***** EXERCISE MATERIAL

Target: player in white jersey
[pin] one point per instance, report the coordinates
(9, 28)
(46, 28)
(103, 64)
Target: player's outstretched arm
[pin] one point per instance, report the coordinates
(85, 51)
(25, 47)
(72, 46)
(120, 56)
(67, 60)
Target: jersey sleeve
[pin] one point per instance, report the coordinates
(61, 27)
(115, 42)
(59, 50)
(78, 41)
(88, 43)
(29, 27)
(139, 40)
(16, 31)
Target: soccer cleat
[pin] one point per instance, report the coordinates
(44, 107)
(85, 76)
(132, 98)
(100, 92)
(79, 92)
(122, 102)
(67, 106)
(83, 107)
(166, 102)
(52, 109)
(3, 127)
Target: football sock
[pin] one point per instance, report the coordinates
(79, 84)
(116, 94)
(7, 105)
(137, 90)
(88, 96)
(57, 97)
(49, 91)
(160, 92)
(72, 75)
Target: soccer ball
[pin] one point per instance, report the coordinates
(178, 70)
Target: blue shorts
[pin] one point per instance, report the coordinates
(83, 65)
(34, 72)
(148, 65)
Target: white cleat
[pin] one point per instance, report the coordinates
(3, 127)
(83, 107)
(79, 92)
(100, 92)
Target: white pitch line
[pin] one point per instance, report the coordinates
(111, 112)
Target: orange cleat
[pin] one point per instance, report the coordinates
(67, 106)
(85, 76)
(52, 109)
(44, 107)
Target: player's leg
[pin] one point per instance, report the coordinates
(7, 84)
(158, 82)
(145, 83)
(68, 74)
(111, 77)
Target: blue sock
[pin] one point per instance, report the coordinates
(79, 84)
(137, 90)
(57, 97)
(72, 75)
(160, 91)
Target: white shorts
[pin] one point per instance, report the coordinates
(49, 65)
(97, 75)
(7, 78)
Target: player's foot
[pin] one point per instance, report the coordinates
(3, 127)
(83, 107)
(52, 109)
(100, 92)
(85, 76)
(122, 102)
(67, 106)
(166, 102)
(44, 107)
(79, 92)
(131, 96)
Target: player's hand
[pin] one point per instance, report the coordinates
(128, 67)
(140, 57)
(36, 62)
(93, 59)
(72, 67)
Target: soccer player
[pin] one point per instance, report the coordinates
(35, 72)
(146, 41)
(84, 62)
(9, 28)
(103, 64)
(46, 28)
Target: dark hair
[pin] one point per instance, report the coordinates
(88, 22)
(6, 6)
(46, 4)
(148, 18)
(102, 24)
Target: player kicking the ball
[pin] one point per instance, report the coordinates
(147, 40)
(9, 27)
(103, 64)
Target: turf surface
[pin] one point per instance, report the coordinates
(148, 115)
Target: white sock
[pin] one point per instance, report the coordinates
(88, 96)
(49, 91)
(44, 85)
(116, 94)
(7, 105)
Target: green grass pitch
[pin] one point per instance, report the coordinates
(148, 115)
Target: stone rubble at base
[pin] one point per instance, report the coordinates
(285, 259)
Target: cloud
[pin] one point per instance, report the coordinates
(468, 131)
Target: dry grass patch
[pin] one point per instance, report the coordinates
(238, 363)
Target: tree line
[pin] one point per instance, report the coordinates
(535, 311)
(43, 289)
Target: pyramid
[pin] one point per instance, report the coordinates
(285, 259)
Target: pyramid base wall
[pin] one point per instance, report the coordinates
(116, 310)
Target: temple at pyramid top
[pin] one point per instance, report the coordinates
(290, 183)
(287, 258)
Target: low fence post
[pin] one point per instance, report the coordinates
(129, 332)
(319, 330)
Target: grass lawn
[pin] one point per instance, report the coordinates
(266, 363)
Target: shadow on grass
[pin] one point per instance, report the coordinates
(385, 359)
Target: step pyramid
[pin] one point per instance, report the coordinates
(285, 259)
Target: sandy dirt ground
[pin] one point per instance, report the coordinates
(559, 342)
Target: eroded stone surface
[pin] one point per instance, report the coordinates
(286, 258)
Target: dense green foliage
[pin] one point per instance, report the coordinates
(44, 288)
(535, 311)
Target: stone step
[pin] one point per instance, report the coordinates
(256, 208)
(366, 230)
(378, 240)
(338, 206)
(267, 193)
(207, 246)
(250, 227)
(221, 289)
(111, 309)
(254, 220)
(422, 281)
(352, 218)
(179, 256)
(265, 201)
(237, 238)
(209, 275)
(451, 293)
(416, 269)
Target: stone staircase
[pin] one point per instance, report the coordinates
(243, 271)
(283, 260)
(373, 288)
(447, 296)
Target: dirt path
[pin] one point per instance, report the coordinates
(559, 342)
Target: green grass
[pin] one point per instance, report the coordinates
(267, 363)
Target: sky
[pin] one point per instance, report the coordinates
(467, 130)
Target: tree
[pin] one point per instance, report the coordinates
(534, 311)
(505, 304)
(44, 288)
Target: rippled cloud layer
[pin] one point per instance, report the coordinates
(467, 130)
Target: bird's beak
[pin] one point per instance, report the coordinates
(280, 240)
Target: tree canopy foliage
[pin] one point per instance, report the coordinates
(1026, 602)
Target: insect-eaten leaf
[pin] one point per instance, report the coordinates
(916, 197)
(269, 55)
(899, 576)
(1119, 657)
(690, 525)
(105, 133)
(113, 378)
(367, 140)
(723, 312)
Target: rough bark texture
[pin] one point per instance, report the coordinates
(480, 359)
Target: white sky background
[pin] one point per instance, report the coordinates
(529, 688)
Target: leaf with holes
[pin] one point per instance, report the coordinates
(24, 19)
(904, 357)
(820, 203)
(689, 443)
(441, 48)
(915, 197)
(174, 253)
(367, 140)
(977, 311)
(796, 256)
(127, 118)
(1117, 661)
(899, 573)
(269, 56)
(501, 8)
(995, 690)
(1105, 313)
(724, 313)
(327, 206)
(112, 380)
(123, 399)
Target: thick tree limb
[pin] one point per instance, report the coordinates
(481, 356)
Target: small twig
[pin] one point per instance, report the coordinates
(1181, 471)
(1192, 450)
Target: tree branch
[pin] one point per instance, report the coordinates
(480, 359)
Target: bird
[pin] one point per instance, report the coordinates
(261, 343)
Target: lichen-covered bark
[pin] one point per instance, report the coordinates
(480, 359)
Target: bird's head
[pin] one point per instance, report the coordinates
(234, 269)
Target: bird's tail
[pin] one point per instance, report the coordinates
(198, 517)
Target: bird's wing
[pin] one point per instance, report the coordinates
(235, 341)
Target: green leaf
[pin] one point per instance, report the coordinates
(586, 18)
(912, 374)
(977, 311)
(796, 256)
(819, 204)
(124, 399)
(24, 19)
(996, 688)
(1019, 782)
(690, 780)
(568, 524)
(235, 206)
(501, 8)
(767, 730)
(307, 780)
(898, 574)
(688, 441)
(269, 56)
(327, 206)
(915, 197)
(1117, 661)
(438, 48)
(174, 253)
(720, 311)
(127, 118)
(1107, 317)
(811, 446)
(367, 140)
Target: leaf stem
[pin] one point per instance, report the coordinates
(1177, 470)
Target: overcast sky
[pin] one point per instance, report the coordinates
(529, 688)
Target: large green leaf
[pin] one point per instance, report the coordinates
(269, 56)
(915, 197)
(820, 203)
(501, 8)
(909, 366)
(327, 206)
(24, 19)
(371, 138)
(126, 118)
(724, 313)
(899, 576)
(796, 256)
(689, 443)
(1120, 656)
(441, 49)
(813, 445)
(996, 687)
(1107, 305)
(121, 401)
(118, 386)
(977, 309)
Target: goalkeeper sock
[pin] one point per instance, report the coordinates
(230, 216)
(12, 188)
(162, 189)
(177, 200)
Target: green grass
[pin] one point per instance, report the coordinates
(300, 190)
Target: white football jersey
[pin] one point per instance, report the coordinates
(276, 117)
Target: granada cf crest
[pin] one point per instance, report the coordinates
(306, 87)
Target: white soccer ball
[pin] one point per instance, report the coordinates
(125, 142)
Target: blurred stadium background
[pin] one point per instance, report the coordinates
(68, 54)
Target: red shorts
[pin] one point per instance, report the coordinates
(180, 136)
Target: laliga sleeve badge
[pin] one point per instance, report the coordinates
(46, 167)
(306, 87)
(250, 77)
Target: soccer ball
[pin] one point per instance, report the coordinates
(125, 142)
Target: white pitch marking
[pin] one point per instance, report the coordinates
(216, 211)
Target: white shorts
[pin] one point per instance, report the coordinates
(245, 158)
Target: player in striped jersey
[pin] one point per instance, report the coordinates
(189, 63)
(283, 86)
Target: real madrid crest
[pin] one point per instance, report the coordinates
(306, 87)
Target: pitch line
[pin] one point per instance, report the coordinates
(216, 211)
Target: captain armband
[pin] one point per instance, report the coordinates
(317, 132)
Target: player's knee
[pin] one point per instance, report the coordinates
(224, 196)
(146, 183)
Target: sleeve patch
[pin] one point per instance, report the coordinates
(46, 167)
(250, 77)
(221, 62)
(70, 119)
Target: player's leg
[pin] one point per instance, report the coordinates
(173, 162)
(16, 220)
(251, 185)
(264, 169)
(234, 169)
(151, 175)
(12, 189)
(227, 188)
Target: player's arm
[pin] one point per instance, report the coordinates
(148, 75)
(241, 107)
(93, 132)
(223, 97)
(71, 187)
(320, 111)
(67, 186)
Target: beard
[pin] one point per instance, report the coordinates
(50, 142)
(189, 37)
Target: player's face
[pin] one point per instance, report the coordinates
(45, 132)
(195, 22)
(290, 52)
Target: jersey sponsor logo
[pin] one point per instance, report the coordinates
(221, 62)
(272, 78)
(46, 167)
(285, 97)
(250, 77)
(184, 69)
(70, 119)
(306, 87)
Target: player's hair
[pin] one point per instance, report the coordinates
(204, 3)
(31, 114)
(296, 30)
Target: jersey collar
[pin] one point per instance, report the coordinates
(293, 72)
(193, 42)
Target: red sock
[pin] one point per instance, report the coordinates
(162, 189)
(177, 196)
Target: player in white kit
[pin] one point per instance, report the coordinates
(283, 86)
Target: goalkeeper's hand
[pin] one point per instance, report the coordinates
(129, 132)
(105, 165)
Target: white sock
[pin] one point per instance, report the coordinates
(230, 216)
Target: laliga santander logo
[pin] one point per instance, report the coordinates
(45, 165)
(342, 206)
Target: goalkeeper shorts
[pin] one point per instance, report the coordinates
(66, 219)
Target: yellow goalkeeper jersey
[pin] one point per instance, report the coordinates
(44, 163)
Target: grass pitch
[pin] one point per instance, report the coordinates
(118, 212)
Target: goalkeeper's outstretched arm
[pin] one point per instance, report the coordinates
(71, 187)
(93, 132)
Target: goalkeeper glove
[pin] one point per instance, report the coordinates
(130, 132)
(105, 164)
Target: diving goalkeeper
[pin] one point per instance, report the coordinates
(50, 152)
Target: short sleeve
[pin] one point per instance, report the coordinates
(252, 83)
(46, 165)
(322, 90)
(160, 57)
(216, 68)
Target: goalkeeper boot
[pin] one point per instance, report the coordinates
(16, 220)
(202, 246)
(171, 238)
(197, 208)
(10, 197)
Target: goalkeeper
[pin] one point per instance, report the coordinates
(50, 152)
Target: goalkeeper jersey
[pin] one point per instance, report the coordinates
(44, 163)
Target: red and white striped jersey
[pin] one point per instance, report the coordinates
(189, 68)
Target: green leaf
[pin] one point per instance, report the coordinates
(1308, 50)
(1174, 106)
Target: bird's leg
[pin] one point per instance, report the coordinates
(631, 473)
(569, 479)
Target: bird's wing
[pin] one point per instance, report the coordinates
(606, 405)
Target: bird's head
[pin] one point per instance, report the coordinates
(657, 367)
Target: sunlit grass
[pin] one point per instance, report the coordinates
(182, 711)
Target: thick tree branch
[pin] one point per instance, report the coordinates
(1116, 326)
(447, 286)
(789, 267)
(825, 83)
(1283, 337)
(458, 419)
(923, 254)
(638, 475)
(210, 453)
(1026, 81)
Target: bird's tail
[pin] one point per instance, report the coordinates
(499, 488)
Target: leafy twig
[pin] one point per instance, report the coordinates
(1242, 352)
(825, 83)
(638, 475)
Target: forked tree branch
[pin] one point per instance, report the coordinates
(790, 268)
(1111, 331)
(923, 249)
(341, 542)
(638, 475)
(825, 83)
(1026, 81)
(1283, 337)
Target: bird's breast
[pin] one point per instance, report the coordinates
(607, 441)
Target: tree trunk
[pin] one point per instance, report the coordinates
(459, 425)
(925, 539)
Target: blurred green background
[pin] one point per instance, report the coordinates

**********

> _WORK TO BE COMPLETED_
Of the entries above, repeat exactly the lines between the line with "Target: player's hair" and the line with "Target: short sleeve", inclusive, and no others.

> _EXPECTED ANSWER_
Target: player's hair
[pin] one point per instance, report the coordinates
(204, 3)
(31, 114)
(296, 30)
Target: jersey collar
[pin] one point per instance, report the coordinates
(293, 72)
(193, 42)
Target: red sock
[pin] one point per instance, report the coordinates
(162, 189)
(177, 196)
Target: player in white kit
[pin] one point per instance, report the coordinates
(283, 86)
Target: goalkeeper's hand
[pin] one point per instance, report the coordinates
(129, 132)
(105, 165)
Target: white sock
[pin] one point per instance, report the coordinates
(230, 216)
Target: laliga santander logo
[pin] one point per instance, report the coordinates
(45, 165)
(342, 206)
Target: goalkeeper shorts
[pin] one point per instance, report the coordinates
(66, 219)
Target: yellow goalkeeper jersey
[pin] one point per instance, report the coordinates
(44, 163)
Target: grass pitch
[pin] one point per instance, report the coordinates
(118, 212)
Target: goalkeeper's outstretched arm
[pin] one point per instance, report the coordinates
(71, 187)
(93, 132)
Target: goalkeeper glove
[pin] one point per instance, report the coordinates
(130, 132)
(105, 164)
Target: diving goalkeeper
[pin] one point per instance, report the coordinates
(50, 152)
Target: short sleeve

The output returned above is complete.